*** Provided passage Section Begins ***

This is Us

I love to hear  how people met, what circumstances brought two strangers together to form a couple.  Those stories are endearing, and every couple has one, yet they’re often not dramatic or ironic, so they go untold.  I think our story is like that in some ways.  Certainly, I have much more dramatic stories that I tell, often to shock and awe.  But the story of Us, is precious and important, and today it celebrates a big birthday.

Jim and I met at McDonald’s – two teenagers beginning a summer of closing down the store, night after night.  We didn’t become a couple until fifteen months after we met. We simply got to know each other.

We started dating on Sept. 28, 1992.  On this day, Oct. 14, 1992, twenty years ago, I went with him to his  parents’ house after work and never went home.  The next day, Oct. 15, we waited until his mom had left the house, and then we found an apartment.  We moved out.  It was bang – wizz fast, but we never looked back.

At eighteen, my worldly possession didn’t even fill the back of Jim’s dad’s pickup.  We loaded them up, brought them to a dumpy little apartment with dated appliances and a pitted vinyl floor.  Suddenly, we were grown ups.  But we weren’t. We stayed up way too late, ate junk food like we were teenagers, because we were teenagers, and we had so much fun.  We had no money but an abundance of time, and we spent our time like the young kids we were.

Six months later we were engaged.  Almost two years after becoming a couple, we got married.  Those years from 1991 to the middle of 1995 were so easy.  I did have a horrible burn at work that was unpleasant, but the rest of it was just a calm spring, the beginning of everything.  Then my dad found out about his cancer.  Then he died.  Then, Mary, my best friend, died.  Then my Grandma died, then September 11th happened,  then infertility dragged on, then the elation of pregnancy was popped by the most horrible diagnosis of our baby.  Then, well that’s all in the book. . . but things are so much better now.

*** Provided passage Section Ends ***
*** Given information Section Begins ***

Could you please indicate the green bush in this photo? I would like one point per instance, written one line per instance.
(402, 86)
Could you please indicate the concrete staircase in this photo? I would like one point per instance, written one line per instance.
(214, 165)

*** Given information Section Ends ***

What to do: Retype the full "This is Us" text above word for word, changing nothing.

Solution for this problem:
This is Us

I love to hear  how people met, what circumstances brought two strangers together to form a couple.  Those stories are endearing, and every couple has one, yet they’re often not dramatic or ironic, so they go untold.  I think our story is like that in some ways.  Certainly, I have much more dramatic stories that I tell, often to shock and awe.  But the story of Us, is precious and important, and today it celebrates a big birthday.

Jim and I met at McDonald’s – two teenagers beginning a summer of closing down the store, night after night.  We didn’t become a couple until fifteen months after we met. We simply got to know each other.

We started dating on Sept. 28, 1992.  On this day, Oct. 14, 1992, twenty years ago, I went with him to his  parents’ house after work and never went home.  The next day, Oct. 15, we waited until his mom had left the house, and then we found an apartment.  We moved out.  It was bang – wizz fast, but we never looked back.

At eighteen, my worldly possession didn’t even fill the back of Jim’s dad’s pickup.  We loaded them up, brought them to a dumpy little apartment with dated appliances and a pitted vinyl floor.  Suddenly, we were grown ups.  But we weren’t. We stayed up way too late, ate junk food like we were teenagers, because we were teenagers, and we had so much fun.  We had no money but an abundance of time, and we spent our time like the young kids we were.

Six months later we were engaged.  Almost two years after becoming a couple, we got married.  Those years from 1991 to the middle of 1995 were so easy.  I did have a horrible burn at work that was unpleasant, but the rest of it was just a calm spring, the beginning of everything.  Then my dad found out about his cancer.  Then he died.  Then, Mary, my best friend, died.  Then my Grandma died, then September 11th happened,  then infertility dragged on, then the elation of pregnancy was popped by the most horrible diagnosis of our baby.  Then, well that’s all in the book. . . but things are so much better now.